# A good haircut



## glynyates (Jun 5, 2011)

Folks

Is there anywhere in Dubai that gives a decent haircut for blokes - I'm talking about the same standards as Tony&Guy or Headmasters etc in the UK with decent trained hairdressers.

Been here a few weeks now, the head is getting bushy, but I don't fancy handing it over to the type of salons I've seen so far.

Let me know

Thanks


----------



## cobragb (Mar 15, 2010)

There is a Tony and Guys in the Emirates towers (the hotel one) where I get my trimming done.


----------



## peterbredde (Aug 22, 2011)

I doubt you'll like this suggestion, but here goes. When I first arrived here I needed a haircut. My mate took me to Al Karama to look around one night and I noticed there were about 1 million indian barber shops, so I thought 'sod it' and tried one. Best haircut I've ever had. Even my missus keeps commenting on it. And it only costs 15AED and you get a little head and back massage - awesome. I go back to the same shop once a month. No idea what it's called or what street etc. I am never spending lots on a haircut again. Ever.

ps - please take this with a pinch of salt as my hair has never really been typical salon fodder anyway


----------



## ilovechocolates (Aug 17, 2011)

glynyates said:


> Folks
> 
> Is there anywhere in Dubai that gives a decent haircut for blokes - I'm talking about the same standards as Tony&Guy or Headmasters etc in the UK with decent trained hairdressers.
> 
> ...


There's Julian Hairdressing in JBR.


----------



## ash_ak (Jan 22, 2011)

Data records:
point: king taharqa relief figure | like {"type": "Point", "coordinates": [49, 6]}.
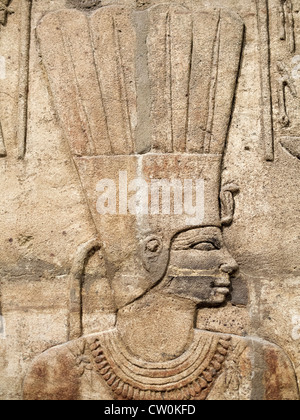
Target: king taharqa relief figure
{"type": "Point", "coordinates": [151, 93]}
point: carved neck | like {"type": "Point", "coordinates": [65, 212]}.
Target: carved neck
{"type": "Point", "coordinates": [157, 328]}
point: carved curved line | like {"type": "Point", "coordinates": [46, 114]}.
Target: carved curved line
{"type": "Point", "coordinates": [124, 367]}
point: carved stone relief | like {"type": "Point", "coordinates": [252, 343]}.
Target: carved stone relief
* * *
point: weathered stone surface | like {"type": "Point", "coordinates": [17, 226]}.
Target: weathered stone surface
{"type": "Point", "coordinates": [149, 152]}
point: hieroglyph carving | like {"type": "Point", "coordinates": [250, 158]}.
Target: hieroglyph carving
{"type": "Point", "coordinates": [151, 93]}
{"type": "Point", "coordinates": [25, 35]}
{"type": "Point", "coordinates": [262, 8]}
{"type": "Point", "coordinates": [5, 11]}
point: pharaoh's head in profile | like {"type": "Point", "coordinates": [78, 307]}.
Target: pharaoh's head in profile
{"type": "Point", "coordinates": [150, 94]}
* * *
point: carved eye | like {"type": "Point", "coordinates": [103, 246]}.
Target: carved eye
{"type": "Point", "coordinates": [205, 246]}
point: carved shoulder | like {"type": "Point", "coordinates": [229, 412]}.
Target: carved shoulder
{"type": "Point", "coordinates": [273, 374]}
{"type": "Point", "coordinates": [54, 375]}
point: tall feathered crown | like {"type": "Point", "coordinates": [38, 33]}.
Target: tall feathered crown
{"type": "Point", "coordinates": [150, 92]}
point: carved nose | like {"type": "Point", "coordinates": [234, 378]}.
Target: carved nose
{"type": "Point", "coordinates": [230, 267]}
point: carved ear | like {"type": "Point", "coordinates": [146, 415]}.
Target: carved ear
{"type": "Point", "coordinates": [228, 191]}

- _Problems to solve_
1/ In the haircut thread, how much does a haircut cost at the barber shop in Al Karama?
2/ Rewrite the part of the haircut thread that opens with the words containing "## peterbredde (Aug" and closes with "(Aug 17, 2011)", putting "wife" in place of "missus".
3/ Carry on the forum thread about finding a good men's haircut in Dubai from its final line.

- _Answers for the tasks_
1/ It costs 15AED.

2/
## peterbredde (Aug 22, 2011)

I doubt you'll like this suggestion, but here goes. When I first arrived here I needed a haircut. My mate took me to Al Karama to look around one night and I noticed there were about 1 million indian barber shops, so I thought 'sod it' and tried one. Best haircut I've ever had. Even my wife keeps commenting on it. And it only costs 15AED and you get a little head and back massage - awesome. I go back to the same shop once a month. No idea what it's called or what street etc. I am never spending lots on a haircut again. Ever.

ps - please take this with a pinch of salt as my hair has never really been typical salon fodder anyway


----------



## ilovechocolates (Aug 17, 2011)

3/
peterbredde said:


> I doubt you'll like this suggestion, but here goes. When I first arrived here I needed a haircut. My mate took me to Al Karama to look around one night and I noticed there were about 1 million indian barber shops, so I thought 'sod it' and tried one. Best haircut I've ever had. Even my missus keeps commenting on it. And it only costs 15AED and you get a little head and back massage - awesome. I go back to the same shop once a month. No idea what it's called or what street etc. I am never spending lots on a haircut again. Ever.
> 
> ps - please take this with a pinch of salt as my hair has never really been typical salon fodder anyway


Directions please


----------



## peterbredde (Aug 22, 2011)

ash_ak said:


> Directions please


Easy. Head down Za'abeel road til you see the first sign to turn left into Al Karama just after you pass Emirates post. Turn into the main drag through Al Karama here. Then take first right. The barbers is about 80m or so down this road on your right hand side. It's got red signage above it. There is a little cafe with a red sign just a couple of doors down.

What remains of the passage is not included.